*Task to carry out*: Reproduce the entries below word for word, leaving out the pictures.

*Entries*:
== == ==

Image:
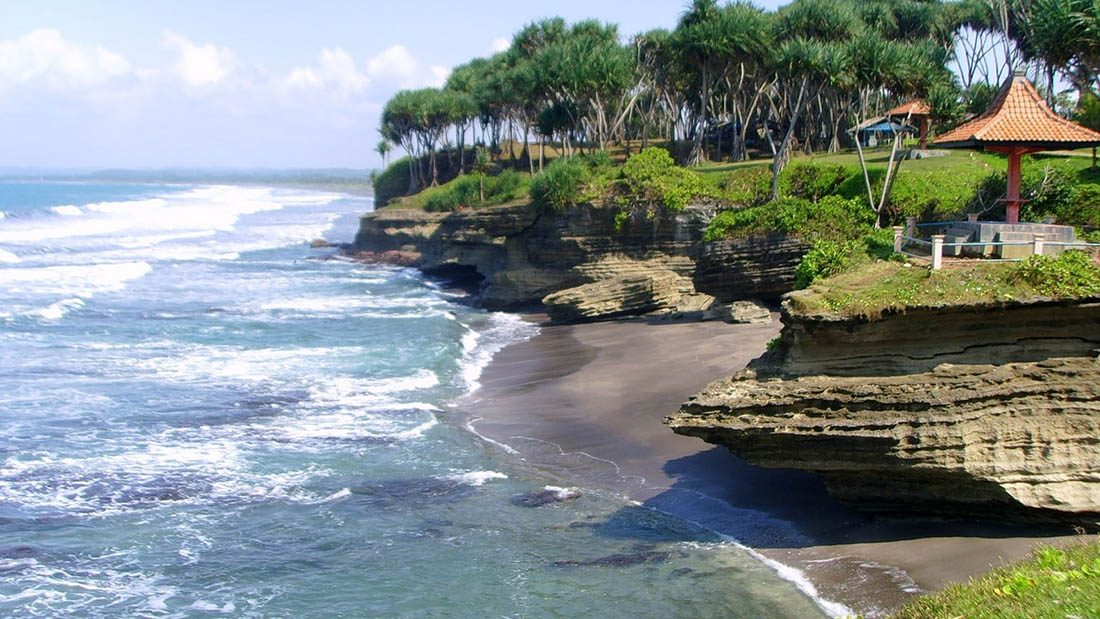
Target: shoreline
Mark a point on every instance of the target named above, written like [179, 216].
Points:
[582, 404]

== == ==

*Task response*:
Image:
Target: shoreline
Mark a point on every instance of the target named above, written like [179, 216].
Points:
[582, 404]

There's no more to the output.